● **Task to carry out**: The answer must be an exact copy of the lines from the one holding "Target: plant stand" through the final line of the entries, and nothing else.

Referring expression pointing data
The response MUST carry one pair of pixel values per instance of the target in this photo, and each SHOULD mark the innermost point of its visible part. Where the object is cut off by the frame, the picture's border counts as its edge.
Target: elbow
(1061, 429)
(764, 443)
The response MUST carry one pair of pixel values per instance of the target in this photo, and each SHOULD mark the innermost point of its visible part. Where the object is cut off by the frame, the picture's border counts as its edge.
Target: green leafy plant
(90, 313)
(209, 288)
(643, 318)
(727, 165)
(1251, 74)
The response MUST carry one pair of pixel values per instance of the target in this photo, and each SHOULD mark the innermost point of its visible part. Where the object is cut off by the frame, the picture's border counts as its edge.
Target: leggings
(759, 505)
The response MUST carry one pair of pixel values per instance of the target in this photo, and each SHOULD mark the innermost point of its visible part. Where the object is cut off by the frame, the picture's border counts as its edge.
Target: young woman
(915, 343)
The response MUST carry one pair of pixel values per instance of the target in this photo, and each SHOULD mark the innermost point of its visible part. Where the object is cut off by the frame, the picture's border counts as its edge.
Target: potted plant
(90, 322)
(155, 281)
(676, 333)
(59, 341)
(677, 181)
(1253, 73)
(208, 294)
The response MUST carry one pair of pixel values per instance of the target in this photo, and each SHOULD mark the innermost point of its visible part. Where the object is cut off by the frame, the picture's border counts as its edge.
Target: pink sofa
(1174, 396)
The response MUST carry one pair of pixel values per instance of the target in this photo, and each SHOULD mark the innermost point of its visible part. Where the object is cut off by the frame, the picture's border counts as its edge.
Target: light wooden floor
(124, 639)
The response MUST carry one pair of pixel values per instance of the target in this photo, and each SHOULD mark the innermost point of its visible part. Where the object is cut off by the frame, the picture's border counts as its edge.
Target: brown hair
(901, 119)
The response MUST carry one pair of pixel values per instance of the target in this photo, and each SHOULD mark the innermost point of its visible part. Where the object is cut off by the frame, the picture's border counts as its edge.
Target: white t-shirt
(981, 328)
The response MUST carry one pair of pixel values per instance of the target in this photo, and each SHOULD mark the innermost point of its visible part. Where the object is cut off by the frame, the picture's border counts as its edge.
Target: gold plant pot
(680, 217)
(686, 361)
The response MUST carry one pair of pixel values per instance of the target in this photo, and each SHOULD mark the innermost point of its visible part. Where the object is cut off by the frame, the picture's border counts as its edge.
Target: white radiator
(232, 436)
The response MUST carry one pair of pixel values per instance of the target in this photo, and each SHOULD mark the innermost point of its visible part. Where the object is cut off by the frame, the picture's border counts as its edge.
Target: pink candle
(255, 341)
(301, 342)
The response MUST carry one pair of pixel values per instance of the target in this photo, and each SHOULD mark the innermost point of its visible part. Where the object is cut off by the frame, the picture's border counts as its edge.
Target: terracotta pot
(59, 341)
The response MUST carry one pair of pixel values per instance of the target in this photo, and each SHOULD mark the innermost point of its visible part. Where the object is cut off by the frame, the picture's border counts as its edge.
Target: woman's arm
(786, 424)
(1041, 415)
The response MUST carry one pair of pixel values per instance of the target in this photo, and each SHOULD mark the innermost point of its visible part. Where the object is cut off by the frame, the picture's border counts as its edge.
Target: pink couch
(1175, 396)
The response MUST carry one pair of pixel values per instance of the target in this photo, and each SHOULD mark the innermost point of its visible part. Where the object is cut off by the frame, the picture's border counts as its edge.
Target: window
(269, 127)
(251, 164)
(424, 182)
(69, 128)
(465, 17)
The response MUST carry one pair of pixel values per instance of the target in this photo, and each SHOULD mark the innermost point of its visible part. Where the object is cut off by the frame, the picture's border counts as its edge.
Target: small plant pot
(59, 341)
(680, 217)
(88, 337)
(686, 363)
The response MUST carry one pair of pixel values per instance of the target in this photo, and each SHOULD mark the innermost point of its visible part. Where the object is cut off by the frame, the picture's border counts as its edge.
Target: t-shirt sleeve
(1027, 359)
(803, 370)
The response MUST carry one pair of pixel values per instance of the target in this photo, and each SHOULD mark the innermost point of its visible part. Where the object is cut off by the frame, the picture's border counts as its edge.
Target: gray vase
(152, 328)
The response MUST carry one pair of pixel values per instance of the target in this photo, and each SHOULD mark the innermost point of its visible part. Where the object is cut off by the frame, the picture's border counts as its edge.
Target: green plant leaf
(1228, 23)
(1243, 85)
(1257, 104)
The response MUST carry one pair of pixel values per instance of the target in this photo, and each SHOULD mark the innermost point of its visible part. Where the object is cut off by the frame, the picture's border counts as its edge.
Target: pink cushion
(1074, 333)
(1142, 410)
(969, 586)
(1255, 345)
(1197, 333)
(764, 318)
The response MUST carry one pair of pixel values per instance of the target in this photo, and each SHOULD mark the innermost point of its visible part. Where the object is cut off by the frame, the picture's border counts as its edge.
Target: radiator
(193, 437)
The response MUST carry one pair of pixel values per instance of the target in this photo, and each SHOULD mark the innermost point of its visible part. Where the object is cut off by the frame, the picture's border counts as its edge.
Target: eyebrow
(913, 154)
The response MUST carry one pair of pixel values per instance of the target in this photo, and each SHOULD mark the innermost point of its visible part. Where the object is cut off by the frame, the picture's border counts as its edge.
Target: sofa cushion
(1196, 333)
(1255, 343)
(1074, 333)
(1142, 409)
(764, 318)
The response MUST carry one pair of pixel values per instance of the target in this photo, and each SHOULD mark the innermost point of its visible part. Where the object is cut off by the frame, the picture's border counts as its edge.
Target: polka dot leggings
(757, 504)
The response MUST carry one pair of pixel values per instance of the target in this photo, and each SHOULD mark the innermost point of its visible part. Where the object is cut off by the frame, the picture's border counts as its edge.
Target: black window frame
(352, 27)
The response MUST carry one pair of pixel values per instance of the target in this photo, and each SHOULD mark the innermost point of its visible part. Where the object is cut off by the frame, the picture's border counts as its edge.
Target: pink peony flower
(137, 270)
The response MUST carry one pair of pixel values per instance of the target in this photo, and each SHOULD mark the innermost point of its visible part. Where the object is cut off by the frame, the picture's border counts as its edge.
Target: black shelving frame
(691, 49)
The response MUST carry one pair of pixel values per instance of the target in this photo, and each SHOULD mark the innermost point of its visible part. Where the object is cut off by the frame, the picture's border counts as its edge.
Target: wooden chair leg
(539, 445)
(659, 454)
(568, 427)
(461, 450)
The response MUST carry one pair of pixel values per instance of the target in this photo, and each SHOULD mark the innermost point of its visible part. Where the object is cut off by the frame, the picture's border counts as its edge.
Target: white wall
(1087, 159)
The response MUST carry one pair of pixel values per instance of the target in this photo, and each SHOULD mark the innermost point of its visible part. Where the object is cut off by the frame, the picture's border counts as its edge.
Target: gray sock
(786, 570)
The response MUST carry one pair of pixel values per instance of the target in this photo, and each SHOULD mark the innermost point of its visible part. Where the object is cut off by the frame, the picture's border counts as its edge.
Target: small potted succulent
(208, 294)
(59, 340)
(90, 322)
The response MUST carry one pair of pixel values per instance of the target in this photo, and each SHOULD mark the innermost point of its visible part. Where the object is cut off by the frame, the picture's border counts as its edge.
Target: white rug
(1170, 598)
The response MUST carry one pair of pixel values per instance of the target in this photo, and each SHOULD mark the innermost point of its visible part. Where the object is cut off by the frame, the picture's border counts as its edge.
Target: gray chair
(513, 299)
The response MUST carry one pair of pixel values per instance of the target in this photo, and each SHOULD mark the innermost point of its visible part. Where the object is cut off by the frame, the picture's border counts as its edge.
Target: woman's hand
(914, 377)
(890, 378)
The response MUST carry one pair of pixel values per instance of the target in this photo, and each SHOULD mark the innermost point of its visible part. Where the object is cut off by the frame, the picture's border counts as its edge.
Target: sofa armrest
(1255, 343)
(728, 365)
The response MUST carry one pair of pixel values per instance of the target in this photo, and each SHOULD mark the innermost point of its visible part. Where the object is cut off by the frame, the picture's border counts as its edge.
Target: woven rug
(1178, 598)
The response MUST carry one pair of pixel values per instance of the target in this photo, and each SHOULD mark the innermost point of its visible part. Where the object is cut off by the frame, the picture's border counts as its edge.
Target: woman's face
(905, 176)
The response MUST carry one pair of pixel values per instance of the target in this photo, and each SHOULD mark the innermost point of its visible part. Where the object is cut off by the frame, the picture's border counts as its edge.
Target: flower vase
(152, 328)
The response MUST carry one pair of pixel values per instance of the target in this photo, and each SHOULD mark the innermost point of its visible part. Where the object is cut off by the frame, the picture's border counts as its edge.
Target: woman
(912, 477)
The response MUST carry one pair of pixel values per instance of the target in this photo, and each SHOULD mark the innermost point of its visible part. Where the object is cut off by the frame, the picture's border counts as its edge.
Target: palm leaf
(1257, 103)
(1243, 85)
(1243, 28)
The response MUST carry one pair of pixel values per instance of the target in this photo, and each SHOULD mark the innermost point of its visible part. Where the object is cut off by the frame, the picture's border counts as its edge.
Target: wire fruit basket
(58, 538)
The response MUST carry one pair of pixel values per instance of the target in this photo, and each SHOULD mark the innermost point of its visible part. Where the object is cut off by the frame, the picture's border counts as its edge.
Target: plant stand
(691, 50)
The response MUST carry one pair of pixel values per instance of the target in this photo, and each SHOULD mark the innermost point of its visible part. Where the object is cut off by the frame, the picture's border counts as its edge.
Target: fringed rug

● **Completed exercise**:
Target: plant stand
(691, 50)
The response MUST carry one pair of pixel values per instance of the target in this photo, and each SHOULD mark the innermost point of its visible part. Where the object is cut off by the frame, the picture's border counts as its edge.
Target: fringed rug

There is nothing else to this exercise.